Task instructions:
Write out the passage of the Crunchbase scraping guide starting with "How to scrape Crunchbase in" and going on through "Crunchbase Scraping Work?", word for word.

Excerpted passage:
How to scrape Crunchbase in 2026: 6 easy steps

December 08, 2025

9 min read

Crunchbase holds data on over 2 million companies, including funding rounds, leadership info, and investor details. Extracting this data manually would take weeks.

This guide shows you exactly how to scrape Crunchbase using Python. You'll learn multiple extraction methods, from simple HTTP requests to handling Cloudflare protection.

I've scraped Crunchbase for lead generation projects and market research. The techniques here come from real production scrapers that collected data on thousands of companies.

How Does Crunchbase Scraping Work?

Scraping Crunchbase works by extracting company data from the hidden JSON cache embedded in each page's HTML source. Crunchbase uses Angular and stores pre-rendered data in a <script id="ng-state"> element. You can parse this JSON directly instead of scraping visible HTML elements, making extraction faster and more reliable than traditional scraping methods.

This approach bypasses many common scraping headaches. No need to wait for JavaScript rendering or deal with complex CSS selectors.

What You'll Learn

This tutorial covers everything you need to build a working Crunchbase scraper. You'll learn how to discover company URLs through sitemaps, extract data from the Angular cache, handle anti-bot protection, and export results to JSON.

The code works with Python 3.8+ and requires only a few standard libraries. Each step includes complete code examples you can copy and modify.

Prerequisites

Before starting, make sure you have Python 3.8 or higher installed on your system. You'll also need pip for installing packages.

Create a new project directory for your scraper:

mkdir crunchbase-scraper
cd crunchbase-scraper

Install the required libraries using pip:

pip install httpx parsel loguru

Here's what each package does. The httpx library handles HTTP requests with async support. Parsel provides CSS and XPath selectors for parsing HTML. Loguru gives you clean, colorful logging.

You can swap httpx for requests if you prefer synchronous code. The core logic stays the same.

Step 1: Set Up Your HTTP Client

Start by creating a properly configured HTTP client. Crunchbase checks request headers, so you need realistic browser headers.

Dataset entries on where objects appear

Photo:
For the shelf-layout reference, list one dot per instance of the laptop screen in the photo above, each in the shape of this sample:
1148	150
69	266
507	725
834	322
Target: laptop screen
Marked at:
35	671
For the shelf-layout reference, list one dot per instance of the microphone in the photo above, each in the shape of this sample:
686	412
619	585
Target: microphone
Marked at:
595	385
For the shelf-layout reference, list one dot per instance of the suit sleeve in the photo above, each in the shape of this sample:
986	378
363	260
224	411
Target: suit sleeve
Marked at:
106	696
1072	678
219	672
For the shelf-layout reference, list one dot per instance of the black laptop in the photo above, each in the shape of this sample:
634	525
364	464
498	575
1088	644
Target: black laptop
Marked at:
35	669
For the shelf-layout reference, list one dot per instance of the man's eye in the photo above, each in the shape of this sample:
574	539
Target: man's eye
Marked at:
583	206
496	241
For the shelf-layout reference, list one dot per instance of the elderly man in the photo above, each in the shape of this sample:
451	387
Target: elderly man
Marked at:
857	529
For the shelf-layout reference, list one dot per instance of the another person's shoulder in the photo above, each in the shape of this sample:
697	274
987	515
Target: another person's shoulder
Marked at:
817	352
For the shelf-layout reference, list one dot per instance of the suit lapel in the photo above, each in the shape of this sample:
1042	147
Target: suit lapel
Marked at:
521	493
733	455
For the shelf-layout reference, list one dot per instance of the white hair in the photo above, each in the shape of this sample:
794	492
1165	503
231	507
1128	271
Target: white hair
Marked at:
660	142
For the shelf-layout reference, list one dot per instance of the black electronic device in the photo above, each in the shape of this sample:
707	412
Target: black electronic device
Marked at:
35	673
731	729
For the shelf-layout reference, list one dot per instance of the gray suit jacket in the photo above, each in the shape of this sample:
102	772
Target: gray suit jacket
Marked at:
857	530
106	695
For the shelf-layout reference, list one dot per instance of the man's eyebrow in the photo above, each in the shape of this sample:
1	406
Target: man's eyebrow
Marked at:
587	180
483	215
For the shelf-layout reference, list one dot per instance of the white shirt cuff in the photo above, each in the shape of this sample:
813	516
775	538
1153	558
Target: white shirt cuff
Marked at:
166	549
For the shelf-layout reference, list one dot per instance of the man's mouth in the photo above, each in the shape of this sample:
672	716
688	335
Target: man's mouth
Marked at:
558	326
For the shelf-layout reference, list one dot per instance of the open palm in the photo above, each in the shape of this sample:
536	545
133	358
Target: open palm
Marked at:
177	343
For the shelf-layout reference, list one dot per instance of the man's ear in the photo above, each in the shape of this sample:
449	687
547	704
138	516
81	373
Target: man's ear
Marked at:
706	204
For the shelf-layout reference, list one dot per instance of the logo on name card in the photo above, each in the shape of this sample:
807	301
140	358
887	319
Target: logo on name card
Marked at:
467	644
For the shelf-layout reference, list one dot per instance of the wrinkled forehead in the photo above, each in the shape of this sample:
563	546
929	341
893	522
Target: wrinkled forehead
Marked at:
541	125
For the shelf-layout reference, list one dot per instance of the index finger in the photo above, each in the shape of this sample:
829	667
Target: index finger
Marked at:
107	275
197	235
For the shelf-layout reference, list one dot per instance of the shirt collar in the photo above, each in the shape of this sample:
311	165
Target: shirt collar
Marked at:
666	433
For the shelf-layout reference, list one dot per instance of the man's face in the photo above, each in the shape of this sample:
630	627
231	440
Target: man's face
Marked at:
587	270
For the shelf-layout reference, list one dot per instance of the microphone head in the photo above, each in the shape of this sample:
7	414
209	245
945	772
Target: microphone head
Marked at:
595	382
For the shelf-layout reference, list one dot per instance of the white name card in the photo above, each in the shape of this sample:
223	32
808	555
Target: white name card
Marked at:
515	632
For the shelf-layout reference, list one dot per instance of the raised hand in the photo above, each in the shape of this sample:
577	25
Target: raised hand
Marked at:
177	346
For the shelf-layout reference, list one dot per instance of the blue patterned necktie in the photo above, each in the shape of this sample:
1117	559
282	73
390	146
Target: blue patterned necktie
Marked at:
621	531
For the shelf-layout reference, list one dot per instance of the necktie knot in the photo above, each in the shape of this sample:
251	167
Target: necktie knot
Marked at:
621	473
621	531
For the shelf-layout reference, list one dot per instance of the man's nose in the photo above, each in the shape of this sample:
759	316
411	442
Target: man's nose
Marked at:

Result of this task:
How to scrape Crunchbase in 2026: 6 easy steps

December 08, 2025

9 min read

Crunchbase holds data on over 2 million companies, including funding rounds, leadership info, and investor details. Extracting this data manually would take weeks.

This guide shows you exactly how to scrape Crunchbase using Python. You'll learn multiple extraction methods, from simple HTTP requests to handling Cloudflare protection.

I've scraped Crunchbase for lead generation projects and market research. The techniques here come from real production scrapers that collected data on thousands of companies.

How Does Crunchbase Scraping Work?